Task instructions:
Update the listing below by replacing "baseboard" with "skirting board", keeping every other line unchanged.

[Entries on locating named things]
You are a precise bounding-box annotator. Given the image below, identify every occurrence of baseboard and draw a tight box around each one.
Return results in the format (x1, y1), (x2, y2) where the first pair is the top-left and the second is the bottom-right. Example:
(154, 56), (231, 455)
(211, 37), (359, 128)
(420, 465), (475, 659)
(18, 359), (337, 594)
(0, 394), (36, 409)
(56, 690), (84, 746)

The completed task:
You are a precise bounding-box annotator. Given the image below, identify every occurrence of skirting board and draw a tight box around each one.
Return results in the format (x1, y1), (x2, y2) where the first pair is the top-left and the second is the bottom-right. Example:
(154, 56), (231, 455)
(211, 37), (359, 128)
(420, 465), (475, 659)
(18, 359), (337, 594)
(0, 394), (36, 409)
(56, 690), (84, 746)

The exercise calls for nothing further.